PROVIDED TEXT:
## BEGIN

Polish Genealogical Society of America Members Log in/Log out
 
   
   
 

     
 
Header Left  St. Stanislaus Kostka Church History Header Right
 
 

BACK TO THE LIST

St. Stanislaus Kostka Church at the southeast corner of Noble St. and Evergreen Ave. was the first Polish parish established in Chicago. In the 1860s, Polish families settled near the Rolling MIL district along the North Branch of the Chicago River. As many of these families were Kashubes, that is, Germanspeaking Poles, they attended Mass in the German parishes of St. Michael and St. Joseph.

In February 1864, Rev. Leopold Moczygema, BM came to Chicago to hear the Easter confessions of Polish Catholics. About 1864, the St. Stanislaus Kostka Benevolent Society was formed. This group became the moving force behind the organization of a Polish parish. In 1867, the Society purchased four lots at Noble and Bradley St. (now Potomac Ave.) at a cost of $1,700.

Between 1866 and 1869, two Slav priests ministered to the Polish Catholics of Chicago: Rev. Francis X. Szulak, SJ (Shulak) and Rev. Joseph Molitor. The latter had been named pastor of St. Wenceslaus Church at DeKoven and Desplaines St. in October 1866.

During this period, Peter Kiolbassa, the leader of the St. Stanislaus Kostka Society, and Rev. Joseph P. Roles, pastor of Holy Name Church, were corresponding with the Resurrectionist Fathers in Rome in an attempt to secure Polish-speaking priests. About April 1869, Rev. John Wollowski, CR conducted a mission for Polish Catholics in St. Joseph Church, which was then located at Chicago and Wabash Ave.

In September 1869, work began on a two story frame church at Noble and Bradley St. according to the plans of architect Julian S. Pietruszek.

After several delays, the Resurrectionist Fathers appointed Father Wollowski to be in charge of the Polish Catholics of St. Stanislaus Kostka Church. He arrived in Chicago on Nov. 1, 1869 only to find that a diocesan priest, Rev. Joseph Juskiewicz, had been named pastor in October 1869.

## END

THE REQUEST: Continue the St. Stanislaus Kostka Church history from where it stops.

GIVEN DATA:
## BEGIN

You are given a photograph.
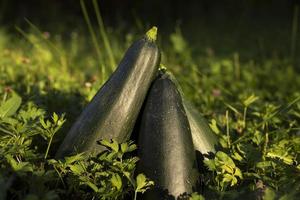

## END

RESPONSE TO THE TASK:
The more nationalistically oriented members of St. Stanislaus Kostka parish opposed the appointment of Father Juskiewicz because he was a Lithuanian, not a Pole. Moreover, the title to the church had been drawn up in the name of the St. Stanislaus Kostka Society, contrary to diocesan regulations. Bishop Thomas Foley refused to dedicate St. Stanislaus Kostka Church until the title was conveyed to the Catholic Bishop of Chicago, Corporation Sole.

Violence broke out in the parish in 1870 when six men beat Father Juskiewicz
and threatened him to resign his pastorate. In his study, The American Faith and
the Persistence of Chicago Polonia, 1870-1920 Joseph John Parot states that Rev. Adolph Bakanowski, CR was in Chicago during the summer of 1870, and that dissatisfied members of the parish requested him to become pastor. He refused, and the attack on Father Juskiewicz followed shortly thereafter.

Following Father Juskiewicz's departure for Mount Carmel, Pa. in September 1870, Bishop Foley appointed Father Bakanowski to care for the members of St. Stanislaus Kostka parish. Under his leadership, the title to the church was given to the Catholic Bishop of Chicago. As a result, Bishop Foley dedicated St. Stanislaus Kostka Church on June 18, 1871. In its account of the ceremony, the Chicago Times noted:

The Polish church, on the corner of Bradley and Noble streets, which
was a bone of contention between the pastor and congregation last fall, was consecrated . . . by Bishop Foley and 200 members were confirmed. Three sermons were delivered during the exercises, one of which was in English, one in German, and the other in Polish.

Attending the dedication were members of a new group, the Society of St. Joseph, which had been organized in St. Stanislaus Kostka parish in February 1871. Before long, this Society was at odds with the older St. Stanislaus Kostka Benevolent Society.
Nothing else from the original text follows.